*Passage for review*:
After college, Neff moved to Park City, Utah, widely viewed as the epicenter of professional snowboarding. When he found out that many snowboarding celebrities had endorsement contracts that did not cover headwear, he saw an opportunity. He jumped in first with headbands, then quickly moved on to beanies, the brimless woolly caps that were popular among snowboarders.

It was beanies that provided Neff with his calling card. It is thanks to his efforts — along with those of other early proponents of the beanie cultural explosion — that the now-omnipresent woolly caps went from being a cold-weather sport garment to a must-have fashion accessory worn by millennials year-round.

In the company’s early days, Neff enlisted help from his father, a lawyer with expertise in international trademarking. His assistance turned out to be critical, since by then Neff was juggling orders as large as $150,000 from Japan. His father remains a co-owner of the company.

Neff eventually moved his business from Utah to California, initially operating out of his grandparents’ guesthouse. By 2006, the company was shipping millions of dollars in back-to-school orders from a four-car garage.

As the company grew, its brand expanded from its origins in the snowboarding community to a broader range of active sports and sports venues. As Neff moved into skateboarding, he noticed that skaters often wore beanies, too. In response, the company came out with a “daily beanie” that could be worn year-round. The product was a huge hit; today it is the top-selling beanie among youth worldwide.

In 2009, Neff products hit the mainstream with “Neff x Snoop,” a collection designed in collaboration with rapper Snoop Dogg. That was the first of Neff’s lucrative and high-profile celebrity partnerships.

In the years since, Neff has forged other innovative celebrity partnerships to fuel his fashion sales, including one with actor Scarlett Johansson that produced a charitable beanie for cancer patients, and another with NBA star Kevin Durant that developed a line of co-branded underwear.

*Work order*:
List every celebrity the passage about Neff names as a partner in one of his collaborations.

*Supplied material*:

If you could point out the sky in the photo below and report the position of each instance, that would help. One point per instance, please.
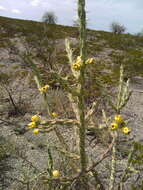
(100, 13)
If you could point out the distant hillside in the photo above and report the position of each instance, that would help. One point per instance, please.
(124, 48)
(45, 43)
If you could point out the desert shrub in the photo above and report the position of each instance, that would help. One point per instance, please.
(117, 28)
(49, 18)
(5, 152)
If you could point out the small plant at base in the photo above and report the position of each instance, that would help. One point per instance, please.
(56, 174)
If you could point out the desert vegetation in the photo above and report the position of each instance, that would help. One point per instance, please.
(79, 138)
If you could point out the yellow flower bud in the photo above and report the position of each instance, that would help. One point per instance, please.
(56, 174)
(36, 131)
(54, 114)
(90, 61)
(126, 130)
(114, 126)
(118, 118)
(35, 118)
(44, 89)
(31, 125)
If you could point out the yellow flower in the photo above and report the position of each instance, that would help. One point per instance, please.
(32, 125)
(77, 65)
(44, 89)
(118, 118)
(36, 131)
(90, 61)
(35, 118)
(54, 114)
(56, 174)
(126, 130)
(114, 126)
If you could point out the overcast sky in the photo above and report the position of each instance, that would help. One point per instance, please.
(100, 13)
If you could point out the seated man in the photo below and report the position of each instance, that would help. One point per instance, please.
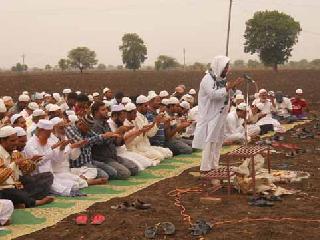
(235, 130)
(106, 152)
(26, 191)
(300, 107)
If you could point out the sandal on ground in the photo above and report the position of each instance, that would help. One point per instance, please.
(97, 219)
(82, 219)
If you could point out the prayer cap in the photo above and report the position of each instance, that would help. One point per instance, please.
(130, 107)
(7, 131)
(142, 99)
(20, 131)
(24, 98)
(163, 94)
(15, 117)
(45, 124)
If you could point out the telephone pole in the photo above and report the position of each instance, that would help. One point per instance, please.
(228, 33)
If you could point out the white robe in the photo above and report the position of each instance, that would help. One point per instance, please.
(141, 161)
(60, 186)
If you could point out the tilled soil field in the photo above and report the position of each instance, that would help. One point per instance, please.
(139, 82)
(130, 224)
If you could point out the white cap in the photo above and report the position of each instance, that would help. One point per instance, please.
(3, 108)
(56, 120)
(73, 118)
(261, 91)
(173, 100)
(56, 96)
(7, 98)
(14, 117)
(242, 106)
(152, 95)
(164, 94)
(117, 108)
(105, 90)
(45, 124)
(20, 131)
(66, 91)
(95, 94)
(142, 99)
(126, 100)
(24, 98)
(130, 107)
(33, 106)
(53, 108)
(239, 97)
(38, 112)
(165, 101)
(185, 105)
(7, 131)
(70, 112)
(192, 92)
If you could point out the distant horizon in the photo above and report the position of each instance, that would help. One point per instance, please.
(45, 32)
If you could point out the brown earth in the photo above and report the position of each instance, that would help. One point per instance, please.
(123, 225)
(139, 82)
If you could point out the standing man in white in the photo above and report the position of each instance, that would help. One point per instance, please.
(214, 103)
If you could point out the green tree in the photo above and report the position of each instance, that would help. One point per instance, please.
(19, 68)
(82, 58)
(165, 62)
(64, 64)
(134, 51)
(271, 35)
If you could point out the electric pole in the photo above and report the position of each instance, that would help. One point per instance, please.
(228, 33)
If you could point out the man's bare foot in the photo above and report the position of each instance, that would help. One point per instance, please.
(97, 181)
(20, 206)
(44, 200)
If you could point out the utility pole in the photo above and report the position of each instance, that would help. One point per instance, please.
(228, 33)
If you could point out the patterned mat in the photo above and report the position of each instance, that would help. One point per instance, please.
(26, 221)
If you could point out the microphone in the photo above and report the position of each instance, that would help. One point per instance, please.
(248, 78)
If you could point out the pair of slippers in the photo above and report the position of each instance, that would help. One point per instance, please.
(96, 219)
(200, 228)
(137, 204)
(165, 228)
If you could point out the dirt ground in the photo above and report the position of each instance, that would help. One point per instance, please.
(122, 225)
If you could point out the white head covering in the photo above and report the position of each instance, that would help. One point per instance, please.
(20, 131)
(192, 92)
(242, 106)
(56, 120)
(142, 99)
(24, 98)
(105, 90)
(33, 106)
(14, 117)
(125, 100)
(7, 131)
(45, 124)
(218, 65)
(38, 112)
(130, 107)
(66, 91)
(164, 94)
(117, 108)
(185, 105)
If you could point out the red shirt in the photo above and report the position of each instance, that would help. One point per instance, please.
(298, 105)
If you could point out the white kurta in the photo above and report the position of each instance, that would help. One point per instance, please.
(141, 161)
(60, 186)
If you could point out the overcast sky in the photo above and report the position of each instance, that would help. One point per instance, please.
(45, 30)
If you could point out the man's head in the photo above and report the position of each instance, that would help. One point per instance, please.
(142, 104)
(8, 138)
(99, 110)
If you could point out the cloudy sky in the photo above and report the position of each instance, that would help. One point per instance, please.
(45, 30)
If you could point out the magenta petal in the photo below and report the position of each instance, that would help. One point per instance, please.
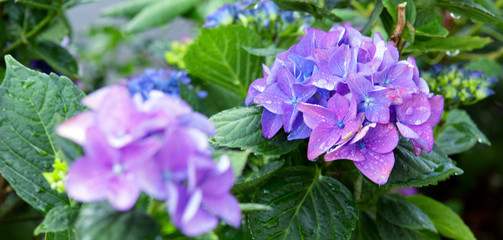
(425, 140)
(346, 151)
(272, 98)
(382, 139)
(271, 123)
(323, 137)
(437, 107)
(414, 110)
(123, 191)
(85, 183)
(339, 105)
(314, 114)
(377, 167)
(225, 206)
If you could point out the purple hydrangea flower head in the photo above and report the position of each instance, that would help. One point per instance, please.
(157, 145)
(338, 122)
(355, 93)
(110, 173)
(196, 210)
(371, 100)
(281, 98)
(372, 154)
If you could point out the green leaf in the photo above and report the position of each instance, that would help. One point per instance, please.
(453, 43)
(158, 13)
(238, 159)
(58, 219)
(366, 228)
(429, 24)
(392, 7)
(241, 128)
(189, 95)
(416, 171)
(459, 133)
(30, 102)
(126, 9)
(373, 18)
(310, 6)
(305, 205)
(447, 222)
(99, 221)
(250, 207)
(264, 52)
(217, 56)
(63, 235)
(470, 9)
(390, 231)
(57, 57)
(399, 212)
(250, 181)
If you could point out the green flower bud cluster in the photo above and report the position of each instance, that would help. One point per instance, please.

*Final answer*:
Snoop Dogg, Scarlett Johansson, Kevin Durant